## TASK TO COMPLETE
Only the lines from the start of the data to the line containing "Identify the white cloud", both included, should be output, exactly and without pictures.

Image-grounded pointing data
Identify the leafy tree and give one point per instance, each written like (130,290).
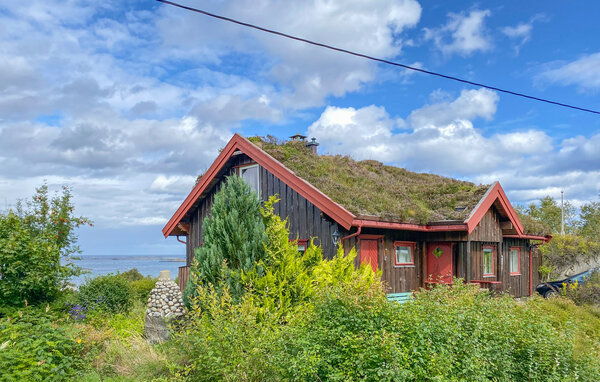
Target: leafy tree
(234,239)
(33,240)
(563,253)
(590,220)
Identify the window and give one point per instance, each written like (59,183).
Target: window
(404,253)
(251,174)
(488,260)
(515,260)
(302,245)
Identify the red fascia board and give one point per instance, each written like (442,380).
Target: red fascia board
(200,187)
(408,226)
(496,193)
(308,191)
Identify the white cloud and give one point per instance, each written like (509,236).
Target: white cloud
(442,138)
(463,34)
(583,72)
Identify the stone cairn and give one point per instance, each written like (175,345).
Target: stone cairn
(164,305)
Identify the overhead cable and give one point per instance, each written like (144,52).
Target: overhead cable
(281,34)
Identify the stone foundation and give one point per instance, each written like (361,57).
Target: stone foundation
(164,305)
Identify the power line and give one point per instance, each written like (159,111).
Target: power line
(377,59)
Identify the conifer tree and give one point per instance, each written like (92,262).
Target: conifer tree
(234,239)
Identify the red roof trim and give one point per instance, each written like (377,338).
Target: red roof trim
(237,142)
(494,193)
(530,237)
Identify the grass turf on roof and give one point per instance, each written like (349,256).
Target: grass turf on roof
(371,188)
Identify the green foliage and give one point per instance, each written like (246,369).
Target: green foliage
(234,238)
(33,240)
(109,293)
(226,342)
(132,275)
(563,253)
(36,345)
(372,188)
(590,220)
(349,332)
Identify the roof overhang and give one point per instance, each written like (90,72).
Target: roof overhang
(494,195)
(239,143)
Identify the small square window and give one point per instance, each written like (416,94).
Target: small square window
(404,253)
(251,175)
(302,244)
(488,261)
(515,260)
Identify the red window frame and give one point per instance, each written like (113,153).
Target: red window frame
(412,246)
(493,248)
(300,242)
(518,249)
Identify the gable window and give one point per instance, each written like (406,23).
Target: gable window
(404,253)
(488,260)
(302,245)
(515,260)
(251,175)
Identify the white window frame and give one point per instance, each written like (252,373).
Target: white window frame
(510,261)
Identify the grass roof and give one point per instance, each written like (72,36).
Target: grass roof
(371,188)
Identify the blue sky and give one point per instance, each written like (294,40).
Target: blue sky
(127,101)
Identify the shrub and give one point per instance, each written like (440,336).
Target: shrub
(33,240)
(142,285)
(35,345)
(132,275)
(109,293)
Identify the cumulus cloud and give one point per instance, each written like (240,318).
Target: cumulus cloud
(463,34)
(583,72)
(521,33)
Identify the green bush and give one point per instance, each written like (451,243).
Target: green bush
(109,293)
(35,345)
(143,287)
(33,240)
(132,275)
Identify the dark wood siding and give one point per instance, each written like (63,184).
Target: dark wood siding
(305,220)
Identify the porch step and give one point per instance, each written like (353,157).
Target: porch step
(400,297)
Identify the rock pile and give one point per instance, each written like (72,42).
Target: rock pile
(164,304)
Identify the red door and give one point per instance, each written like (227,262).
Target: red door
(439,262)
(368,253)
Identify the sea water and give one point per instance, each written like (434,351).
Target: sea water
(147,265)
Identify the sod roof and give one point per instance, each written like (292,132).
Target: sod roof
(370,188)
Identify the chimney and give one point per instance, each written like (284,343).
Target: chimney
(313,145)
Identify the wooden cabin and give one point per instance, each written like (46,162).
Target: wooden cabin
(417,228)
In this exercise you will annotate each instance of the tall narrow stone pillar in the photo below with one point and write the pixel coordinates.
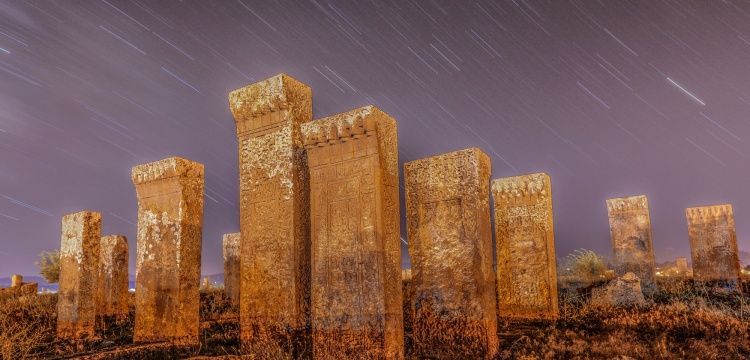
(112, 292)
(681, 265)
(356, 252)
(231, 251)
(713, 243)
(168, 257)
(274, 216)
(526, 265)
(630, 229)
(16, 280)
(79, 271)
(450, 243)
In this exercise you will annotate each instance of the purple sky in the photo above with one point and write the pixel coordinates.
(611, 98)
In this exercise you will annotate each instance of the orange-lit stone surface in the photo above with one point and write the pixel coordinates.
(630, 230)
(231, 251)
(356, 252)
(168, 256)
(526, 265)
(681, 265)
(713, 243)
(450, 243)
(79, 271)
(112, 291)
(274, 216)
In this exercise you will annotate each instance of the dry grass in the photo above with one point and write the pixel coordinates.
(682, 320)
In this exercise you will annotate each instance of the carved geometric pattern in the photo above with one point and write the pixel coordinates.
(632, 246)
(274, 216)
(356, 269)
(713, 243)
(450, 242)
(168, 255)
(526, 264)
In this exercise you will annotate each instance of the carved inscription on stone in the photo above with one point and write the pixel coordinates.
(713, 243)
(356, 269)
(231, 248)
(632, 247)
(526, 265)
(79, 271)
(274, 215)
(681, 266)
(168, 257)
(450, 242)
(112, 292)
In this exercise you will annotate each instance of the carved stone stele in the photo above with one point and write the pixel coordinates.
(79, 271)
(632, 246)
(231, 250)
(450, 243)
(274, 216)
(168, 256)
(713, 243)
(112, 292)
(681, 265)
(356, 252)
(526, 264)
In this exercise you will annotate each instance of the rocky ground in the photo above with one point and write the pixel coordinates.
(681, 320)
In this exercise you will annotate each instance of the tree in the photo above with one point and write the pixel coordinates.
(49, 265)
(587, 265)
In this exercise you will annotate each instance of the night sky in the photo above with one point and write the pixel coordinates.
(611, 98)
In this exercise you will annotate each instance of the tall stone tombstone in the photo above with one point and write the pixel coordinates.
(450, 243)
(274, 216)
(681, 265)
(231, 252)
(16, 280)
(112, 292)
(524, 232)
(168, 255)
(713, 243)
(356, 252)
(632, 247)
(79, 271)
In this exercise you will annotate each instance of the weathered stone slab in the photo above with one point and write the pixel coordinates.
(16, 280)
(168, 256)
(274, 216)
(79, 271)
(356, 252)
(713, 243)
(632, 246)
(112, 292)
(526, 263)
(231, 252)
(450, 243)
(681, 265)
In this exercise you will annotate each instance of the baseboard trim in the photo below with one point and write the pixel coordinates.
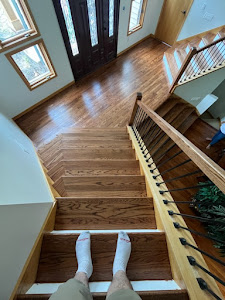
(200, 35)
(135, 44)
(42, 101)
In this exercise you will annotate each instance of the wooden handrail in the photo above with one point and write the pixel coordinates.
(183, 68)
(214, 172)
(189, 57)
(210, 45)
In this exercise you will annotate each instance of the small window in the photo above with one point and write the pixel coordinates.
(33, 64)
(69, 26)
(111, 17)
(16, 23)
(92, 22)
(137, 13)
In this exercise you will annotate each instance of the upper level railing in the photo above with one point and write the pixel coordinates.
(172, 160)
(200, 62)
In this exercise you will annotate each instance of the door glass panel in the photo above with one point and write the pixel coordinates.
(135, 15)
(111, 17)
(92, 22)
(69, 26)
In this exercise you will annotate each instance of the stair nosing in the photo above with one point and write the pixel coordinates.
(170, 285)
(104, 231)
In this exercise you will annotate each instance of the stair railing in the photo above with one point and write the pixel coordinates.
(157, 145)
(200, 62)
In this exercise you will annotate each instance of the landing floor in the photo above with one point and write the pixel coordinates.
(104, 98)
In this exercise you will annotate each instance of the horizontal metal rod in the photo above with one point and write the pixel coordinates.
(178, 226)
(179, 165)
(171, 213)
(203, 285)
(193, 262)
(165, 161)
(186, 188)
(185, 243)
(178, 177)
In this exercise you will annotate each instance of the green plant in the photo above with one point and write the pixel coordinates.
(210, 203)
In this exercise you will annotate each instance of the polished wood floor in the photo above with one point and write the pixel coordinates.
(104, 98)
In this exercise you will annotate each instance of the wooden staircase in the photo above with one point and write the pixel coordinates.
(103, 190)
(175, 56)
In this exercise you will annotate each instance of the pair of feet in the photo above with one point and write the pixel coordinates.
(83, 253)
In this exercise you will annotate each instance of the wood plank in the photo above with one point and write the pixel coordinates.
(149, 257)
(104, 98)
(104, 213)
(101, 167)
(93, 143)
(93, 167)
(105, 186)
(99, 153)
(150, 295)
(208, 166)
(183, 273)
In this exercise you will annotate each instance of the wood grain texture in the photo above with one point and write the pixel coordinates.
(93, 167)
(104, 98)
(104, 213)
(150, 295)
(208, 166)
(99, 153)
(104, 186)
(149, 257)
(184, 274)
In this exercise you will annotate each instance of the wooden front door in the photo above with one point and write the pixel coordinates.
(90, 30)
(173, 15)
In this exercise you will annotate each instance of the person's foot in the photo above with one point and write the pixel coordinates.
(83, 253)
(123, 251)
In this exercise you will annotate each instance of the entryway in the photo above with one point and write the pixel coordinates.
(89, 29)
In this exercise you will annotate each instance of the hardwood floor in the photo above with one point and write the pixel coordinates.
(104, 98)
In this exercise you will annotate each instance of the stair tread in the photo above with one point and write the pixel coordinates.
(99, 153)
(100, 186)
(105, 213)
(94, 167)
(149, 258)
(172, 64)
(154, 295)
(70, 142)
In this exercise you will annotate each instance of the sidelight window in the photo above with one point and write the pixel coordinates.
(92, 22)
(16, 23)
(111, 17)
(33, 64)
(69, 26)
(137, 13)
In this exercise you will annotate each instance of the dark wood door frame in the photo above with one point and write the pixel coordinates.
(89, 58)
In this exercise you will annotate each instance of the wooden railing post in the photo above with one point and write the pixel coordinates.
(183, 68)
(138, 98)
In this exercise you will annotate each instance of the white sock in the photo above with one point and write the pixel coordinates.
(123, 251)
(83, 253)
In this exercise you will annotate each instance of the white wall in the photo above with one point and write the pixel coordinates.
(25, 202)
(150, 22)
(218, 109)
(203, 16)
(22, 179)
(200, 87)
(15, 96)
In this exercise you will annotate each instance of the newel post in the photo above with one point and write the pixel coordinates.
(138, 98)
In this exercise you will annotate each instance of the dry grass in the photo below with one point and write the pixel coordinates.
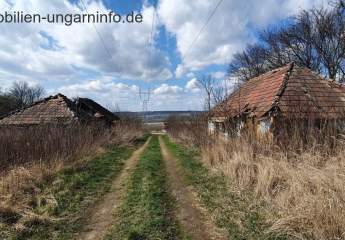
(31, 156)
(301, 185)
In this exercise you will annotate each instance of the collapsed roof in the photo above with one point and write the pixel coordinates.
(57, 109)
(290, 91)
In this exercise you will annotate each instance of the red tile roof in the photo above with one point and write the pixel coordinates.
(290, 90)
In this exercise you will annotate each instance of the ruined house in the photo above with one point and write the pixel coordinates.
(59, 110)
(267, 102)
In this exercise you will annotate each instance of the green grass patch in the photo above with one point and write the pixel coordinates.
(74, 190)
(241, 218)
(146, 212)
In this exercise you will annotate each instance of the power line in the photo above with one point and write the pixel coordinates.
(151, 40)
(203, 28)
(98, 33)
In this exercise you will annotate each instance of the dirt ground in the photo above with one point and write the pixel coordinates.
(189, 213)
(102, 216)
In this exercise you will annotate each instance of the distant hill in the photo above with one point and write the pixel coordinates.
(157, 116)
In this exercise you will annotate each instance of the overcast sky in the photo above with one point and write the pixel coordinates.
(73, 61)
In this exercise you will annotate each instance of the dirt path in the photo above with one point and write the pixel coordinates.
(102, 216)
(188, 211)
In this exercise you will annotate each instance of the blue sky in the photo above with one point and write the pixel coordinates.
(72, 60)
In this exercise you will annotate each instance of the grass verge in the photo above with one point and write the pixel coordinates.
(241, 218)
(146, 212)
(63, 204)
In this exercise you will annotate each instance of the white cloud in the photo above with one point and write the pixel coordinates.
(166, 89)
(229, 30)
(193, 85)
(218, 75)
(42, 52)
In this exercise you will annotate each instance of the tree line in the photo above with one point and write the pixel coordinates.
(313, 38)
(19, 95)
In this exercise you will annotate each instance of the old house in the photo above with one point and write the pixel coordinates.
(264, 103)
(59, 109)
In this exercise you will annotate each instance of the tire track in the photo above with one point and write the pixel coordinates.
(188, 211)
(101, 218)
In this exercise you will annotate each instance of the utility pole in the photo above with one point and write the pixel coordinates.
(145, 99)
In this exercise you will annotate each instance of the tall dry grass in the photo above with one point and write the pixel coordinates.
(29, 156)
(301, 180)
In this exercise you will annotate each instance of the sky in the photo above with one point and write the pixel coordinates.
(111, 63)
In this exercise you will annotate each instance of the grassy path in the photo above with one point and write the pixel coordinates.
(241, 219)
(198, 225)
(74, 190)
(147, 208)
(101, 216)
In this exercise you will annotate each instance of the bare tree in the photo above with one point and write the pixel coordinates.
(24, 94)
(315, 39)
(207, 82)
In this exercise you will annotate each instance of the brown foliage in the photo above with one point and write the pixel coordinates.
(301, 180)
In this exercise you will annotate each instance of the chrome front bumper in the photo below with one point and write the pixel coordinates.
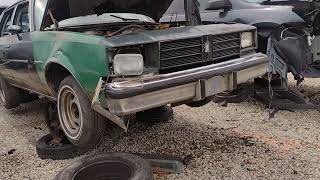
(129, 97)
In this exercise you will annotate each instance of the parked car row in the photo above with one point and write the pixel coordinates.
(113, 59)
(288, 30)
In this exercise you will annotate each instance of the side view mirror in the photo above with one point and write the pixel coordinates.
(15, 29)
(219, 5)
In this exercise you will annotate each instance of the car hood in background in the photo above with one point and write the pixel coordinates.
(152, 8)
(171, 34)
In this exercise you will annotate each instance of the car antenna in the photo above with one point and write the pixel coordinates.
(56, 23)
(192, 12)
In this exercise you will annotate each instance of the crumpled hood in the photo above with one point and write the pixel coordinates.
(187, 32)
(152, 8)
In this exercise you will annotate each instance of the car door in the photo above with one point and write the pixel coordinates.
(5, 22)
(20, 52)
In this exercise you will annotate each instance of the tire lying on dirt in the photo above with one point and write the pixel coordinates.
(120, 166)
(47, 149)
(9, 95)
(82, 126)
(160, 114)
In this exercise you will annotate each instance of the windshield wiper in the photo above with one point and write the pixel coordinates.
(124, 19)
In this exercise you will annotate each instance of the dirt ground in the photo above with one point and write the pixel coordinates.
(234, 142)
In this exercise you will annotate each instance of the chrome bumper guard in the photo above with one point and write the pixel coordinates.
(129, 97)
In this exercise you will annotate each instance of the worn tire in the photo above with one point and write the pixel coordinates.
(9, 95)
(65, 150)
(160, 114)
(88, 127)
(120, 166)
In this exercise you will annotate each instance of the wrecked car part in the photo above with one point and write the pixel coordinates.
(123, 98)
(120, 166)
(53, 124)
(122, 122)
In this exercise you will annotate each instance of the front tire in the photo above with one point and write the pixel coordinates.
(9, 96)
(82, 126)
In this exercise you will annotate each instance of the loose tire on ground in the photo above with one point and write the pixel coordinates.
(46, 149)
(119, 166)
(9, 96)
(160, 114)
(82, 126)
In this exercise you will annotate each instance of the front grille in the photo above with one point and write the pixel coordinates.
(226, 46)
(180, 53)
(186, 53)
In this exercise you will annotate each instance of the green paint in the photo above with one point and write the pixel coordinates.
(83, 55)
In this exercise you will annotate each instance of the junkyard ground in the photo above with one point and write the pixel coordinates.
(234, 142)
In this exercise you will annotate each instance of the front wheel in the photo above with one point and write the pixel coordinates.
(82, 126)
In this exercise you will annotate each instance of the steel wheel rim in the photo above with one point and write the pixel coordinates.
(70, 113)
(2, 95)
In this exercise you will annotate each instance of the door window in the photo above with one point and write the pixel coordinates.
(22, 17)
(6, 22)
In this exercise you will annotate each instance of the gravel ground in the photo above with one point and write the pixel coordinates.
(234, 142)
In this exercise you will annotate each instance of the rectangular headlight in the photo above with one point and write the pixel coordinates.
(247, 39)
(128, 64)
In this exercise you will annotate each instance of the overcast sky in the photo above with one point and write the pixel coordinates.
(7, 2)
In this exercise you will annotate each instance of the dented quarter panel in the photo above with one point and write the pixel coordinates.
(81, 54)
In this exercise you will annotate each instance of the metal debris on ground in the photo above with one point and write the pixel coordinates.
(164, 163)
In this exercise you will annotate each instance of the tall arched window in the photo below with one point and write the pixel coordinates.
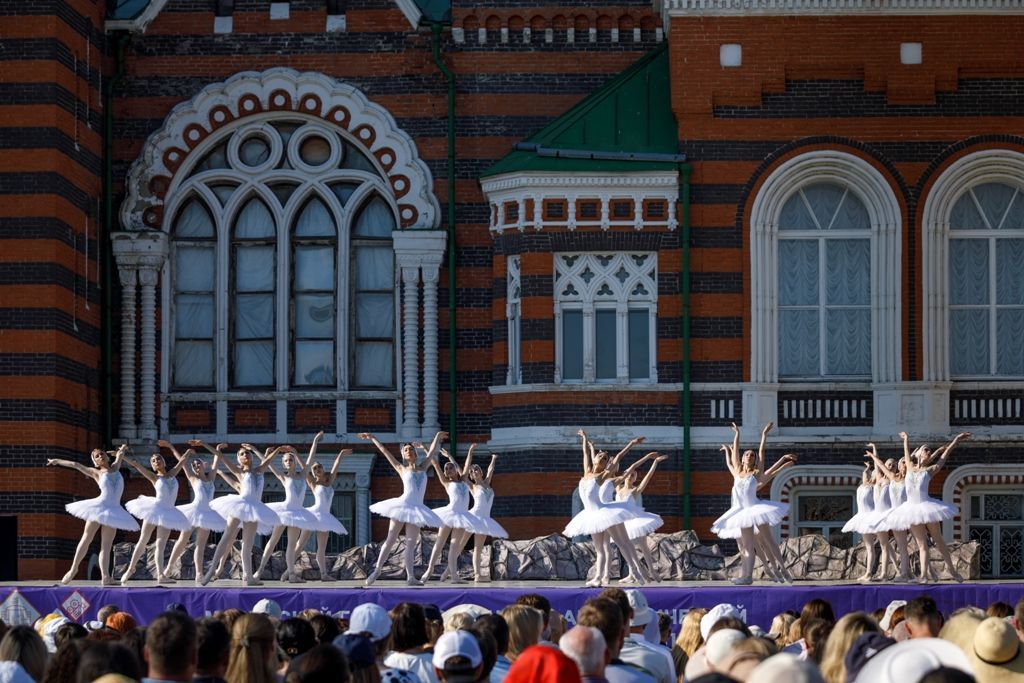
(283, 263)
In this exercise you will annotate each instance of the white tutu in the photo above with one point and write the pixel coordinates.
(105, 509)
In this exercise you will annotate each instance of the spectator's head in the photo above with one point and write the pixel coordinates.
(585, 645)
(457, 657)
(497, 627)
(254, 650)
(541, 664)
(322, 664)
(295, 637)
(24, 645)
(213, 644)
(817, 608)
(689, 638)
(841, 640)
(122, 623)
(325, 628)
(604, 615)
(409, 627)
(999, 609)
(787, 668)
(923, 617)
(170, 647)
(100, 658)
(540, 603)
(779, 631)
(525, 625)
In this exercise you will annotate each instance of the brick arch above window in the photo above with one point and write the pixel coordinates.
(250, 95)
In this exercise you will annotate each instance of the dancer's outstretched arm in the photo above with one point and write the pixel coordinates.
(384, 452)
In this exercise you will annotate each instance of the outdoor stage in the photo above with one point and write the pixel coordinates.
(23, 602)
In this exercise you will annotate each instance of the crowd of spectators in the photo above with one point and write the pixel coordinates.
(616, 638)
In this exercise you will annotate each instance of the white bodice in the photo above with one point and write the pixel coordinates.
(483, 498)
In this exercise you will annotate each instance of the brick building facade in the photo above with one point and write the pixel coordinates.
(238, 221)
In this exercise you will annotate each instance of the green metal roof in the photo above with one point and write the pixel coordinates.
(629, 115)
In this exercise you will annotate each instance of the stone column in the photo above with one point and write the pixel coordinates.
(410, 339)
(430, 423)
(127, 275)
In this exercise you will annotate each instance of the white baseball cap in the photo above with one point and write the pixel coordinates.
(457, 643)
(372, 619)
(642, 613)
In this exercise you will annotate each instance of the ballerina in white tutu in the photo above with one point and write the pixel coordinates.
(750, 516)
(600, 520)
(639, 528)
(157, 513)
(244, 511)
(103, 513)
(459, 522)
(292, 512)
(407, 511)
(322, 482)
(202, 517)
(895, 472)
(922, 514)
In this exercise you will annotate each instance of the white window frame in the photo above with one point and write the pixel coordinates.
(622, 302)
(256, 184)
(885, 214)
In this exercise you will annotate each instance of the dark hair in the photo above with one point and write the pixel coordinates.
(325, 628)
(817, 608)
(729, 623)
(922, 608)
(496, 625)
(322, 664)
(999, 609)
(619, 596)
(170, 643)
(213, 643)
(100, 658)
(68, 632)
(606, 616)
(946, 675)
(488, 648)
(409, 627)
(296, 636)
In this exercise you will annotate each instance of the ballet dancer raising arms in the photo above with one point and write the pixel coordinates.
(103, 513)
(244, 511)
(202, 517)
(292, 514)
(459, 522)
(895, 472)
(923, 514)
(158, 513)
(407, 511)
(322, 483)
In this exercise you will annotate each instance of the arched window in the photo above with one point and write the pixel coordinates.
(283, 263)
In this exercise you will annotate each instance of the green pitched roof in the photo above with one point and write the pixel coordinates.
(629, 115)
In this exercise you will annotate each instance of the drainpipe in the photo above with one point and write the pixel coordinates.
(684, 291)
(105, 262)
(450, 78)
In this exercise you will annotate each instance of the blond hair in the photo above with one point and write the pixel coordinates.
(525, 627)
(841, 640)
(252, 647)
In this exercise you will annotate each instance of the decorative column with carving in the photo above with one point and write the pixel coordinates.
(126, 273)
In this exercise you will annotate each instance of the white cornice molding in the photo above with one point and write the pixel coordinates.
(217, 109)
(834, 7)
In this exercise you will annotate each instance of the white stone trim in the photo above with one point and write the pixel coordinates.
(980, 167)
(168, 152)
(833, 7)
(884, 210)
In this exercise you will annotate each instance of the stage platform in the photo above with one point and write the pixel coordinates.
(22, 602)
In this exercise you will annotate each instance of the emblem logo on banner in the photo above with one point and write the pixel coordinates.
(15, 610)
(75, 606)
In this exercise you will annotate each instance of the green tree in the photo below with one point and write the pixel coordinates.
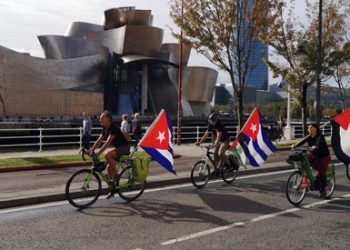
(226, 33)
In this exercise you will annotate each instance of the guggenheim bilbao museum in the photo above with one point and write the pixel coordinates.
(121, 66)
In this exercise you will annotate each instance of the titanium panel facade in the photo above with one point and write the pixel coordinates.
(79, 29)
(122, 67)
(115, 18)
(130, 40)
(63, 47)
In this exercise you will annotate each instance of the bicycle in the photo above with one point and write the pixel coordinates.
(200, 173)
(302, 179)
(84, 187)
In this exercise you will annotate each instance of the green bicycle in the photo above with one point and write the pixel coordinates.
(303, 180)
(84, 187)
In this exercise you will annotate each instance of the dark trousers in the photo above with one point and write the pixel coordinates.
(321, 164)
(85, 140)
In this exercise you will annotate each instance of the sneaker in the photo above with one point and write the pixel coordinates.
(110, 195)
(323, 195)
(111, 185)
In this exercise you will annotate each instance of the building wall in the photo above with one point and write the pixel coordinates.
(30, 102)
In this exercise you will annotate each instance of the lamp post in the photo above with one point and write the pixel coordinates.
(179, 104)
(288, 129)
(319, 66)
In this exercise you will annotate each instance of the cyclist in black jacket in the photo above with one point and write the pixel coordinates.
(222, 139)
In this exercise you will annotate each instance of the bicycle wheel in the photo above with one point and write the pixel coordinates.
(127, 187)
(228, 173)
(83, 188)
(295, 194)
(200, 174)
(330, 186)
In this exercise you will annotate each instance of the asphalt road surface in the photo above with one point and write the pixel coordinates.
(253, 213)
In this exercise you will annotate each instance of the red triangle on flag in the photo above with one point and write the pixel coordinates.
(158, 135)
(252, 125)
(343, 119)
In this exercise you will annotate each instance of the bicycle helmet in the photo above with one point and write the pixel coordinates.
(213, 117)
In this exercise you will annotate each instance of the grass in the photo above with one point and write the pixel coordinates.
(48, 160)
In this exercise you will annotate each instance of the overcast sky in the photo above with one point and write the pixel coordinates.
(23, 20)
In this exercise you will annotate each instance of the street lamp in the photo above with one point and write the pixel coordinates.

## RESULT OF THIS TASK
Identify the leafy tree and give one point per instance, each written like (130,290).
Target: leafy tree
(234,239)
(33,240)
(563,253)
(590,220)
Identify the window and give one point per instance, each written like (59,183).
Target: window
(404,253)
(251,174)
(488,260)
(515,260)
(302,245)
Identify the red fascia board and give one point per instance, each written like (442,380).
Target: red fascia board
(200,187)
(408,226)
(496,193)
(308,191)
Identify the white cloud and give one point per instance, each written like (509,236).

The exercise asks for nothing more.